Texto para estudo
+ + + +
Esta semana, foi reaberto o segundo andar do Mercado Público de Porto Alegre. Ali se concentraram bares e restaurantes que ficaram fechados desde 2013 depois de um incêndio. O belo prédio de estilo neoclássico completou 152 anos e é um dos locais em que a diversidade está mais presente em termos de frequência de público. Pretos e brancos, homens e mulheres, pobres e ricos, profissionais e amadores ali se cruzam em busca de produtos raros ou do cotidiano por preço e qualidade em geral bem atraentes.
Embora o fluxo de consumidores, turistas e “passantes” pelo mercado possa denotar diversidade, não se vê essa realidade refletida no comando das lojas. Existe uma discrepância socioeconômica e racial entre seus permissionários. Das mais de 100 empresas que atuam no local, apenas uma é comandada por pessoas negras. A Beijo Frio é um reduto de resistência e sabor. O ponto oferece sorvetes artesanais, doces pelotenses, cafés, salgados, pratos e sucos com ingredientes provenientes do nordeste brasileiro.
O incêndio de 2013 interrompeu negócios e sonhos de muita gente. Entre os que sofreram o baque, está a Iara Rufino, uma das responsáveis pela Beijo Frio. Até a reinauguração, ela estava temerosa sobre o sucesso da casa depois desse tempo todo fechada. A reforma, o investimento e as campanhas realizadas para a retomada surtiram efeito e trouxeram mais do que um sopro de esperança e, sim, a certeza de que o Beijo Frio já entrou no roteiro dos gourmets e gourmands da capital.
Eu mesma já fui bater meu ponto por lá, e apesar das atribulações de atendimento de um dia atípico de inauguração, pude degustar alguns produtos maravilhosos. Comecei pelo pão de queijo recheado com carne seca desfiada. Crocante e quentinho, a combinação dos sabores do
queijo com a carne ficou perfeita. Eu queria mais um, mas tive de me controlar para provar o waffle recheado com presento e queijo. Foi outro gol. Maravilhoso. O waffle veio tostado e quentinho com o queijo derretendo sobre o presunto coberto por outra camada da massinha. Também queria mais, mas também tive de me controlar porque havia outro item a ser degustado: os sorvetes. A variedade de sabores e a qualidade do produto é um presente dos deuses. Na verdade, das deusas que produzem essa maravilha de forma artesanal. No dia em que estive lá tinha sorvete de cupuaçu, coco, chocolate, banana caramelada, pistache, morango, pera, frutas vermelhas e outros.
Iara e a atendente não deram conta do grande número de pessoas presentes e fornecedores e parceiros da casa acabaram entrando na roda para ajudar. Solidariedade é prática.
Com área ampla e focado em fortalecer a presença da cultura negra no Mercado Público, o novo ambiente da sorveteria tem 90m² e mesinhas espalhadas com bom gosto em volta do balcão central de atendimento ladeado pelos janelões ao fundo da loja com vista o terminal do Trensurb e o Guaíba.
+ + + +
Tarefa
No texto sobre o Mercado Público, substitua "temerosa" por "receosa" no trecho que começa com "O incêndio de" e segue até "gourmands da capital.". Apresente esse trecho completo.
+ + + +
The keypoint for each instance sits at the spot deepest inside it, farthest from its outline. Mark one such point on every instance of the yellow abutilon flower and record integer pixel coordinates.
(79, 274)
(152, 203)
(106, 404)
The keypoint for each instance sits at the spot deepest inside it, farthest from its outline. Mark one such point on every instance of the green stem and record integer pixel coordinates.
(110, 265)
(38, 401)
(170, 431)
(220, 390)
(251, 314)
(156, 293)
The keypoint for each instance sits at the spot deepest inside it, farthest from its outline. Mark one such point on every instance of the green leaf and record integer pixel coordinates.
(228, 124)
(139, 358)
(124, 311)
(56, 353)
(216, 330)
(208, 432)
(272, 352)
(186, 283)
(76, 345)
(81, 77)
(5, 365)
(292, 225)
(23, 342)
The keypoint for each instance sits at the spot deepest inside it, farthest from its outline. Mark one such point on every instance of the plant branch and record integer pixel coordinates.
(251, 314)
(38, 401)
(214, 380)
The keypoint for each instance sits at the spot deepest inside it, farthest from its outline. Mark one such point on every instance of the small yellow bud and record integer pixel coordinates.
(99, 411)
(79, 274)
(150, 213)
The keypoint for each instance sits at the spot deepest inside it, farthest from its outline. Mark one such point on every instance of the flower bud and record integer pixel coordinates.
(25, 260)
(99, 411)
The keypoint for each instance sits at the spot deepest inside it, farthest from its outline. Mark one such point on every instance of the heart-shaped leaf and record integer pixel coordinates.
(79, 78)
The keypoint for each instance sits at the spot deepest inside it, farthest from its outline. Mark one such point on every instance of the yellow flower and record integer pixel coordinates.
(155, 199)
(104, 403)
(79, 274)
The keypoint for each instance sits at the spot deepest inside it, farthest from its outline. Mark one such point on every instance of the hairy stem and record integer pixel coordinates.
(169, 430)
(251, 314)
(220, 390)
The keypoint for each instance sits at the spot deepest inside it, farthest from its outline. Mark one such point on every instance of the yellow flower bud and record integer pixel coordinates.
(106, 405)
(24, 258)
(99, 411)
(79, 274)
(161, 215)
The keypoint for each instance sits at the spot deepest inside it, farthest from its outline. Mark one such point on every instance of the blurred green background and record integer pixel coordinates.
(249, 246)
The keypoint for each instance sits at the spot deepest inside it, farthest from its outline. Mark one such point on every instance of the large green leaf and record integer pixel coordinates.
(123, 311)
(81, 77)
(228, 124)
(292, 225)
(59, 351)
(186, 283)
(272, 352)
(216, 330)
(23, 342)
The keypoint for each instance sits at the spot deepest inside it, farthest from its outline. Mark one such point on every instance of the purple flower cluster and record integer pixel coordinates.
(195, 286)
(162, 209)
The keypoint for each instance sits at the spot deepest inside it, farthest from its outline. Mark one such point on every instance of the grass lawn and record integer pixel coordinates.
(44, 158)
+ + + +
Resposta
O incêndio de 2013 interrompeu negócios e sonhos de muita gente. Entre os que sofreram o baque, está a Iara Rufino, uma das responsáveis pela Beijo Frio. Até a reinauguração, ela estava receosa sobre o sucesso da casa depois desse tempo todo fechada. A reforma, o investimento e as campanhas realizadas para a retomada surtiram efeito e trouxeram mais do que um sopro de esperança e, sim, a certeza de que o Beijo Frio já entrou no roteiro dos gourmets e gourmands da capital.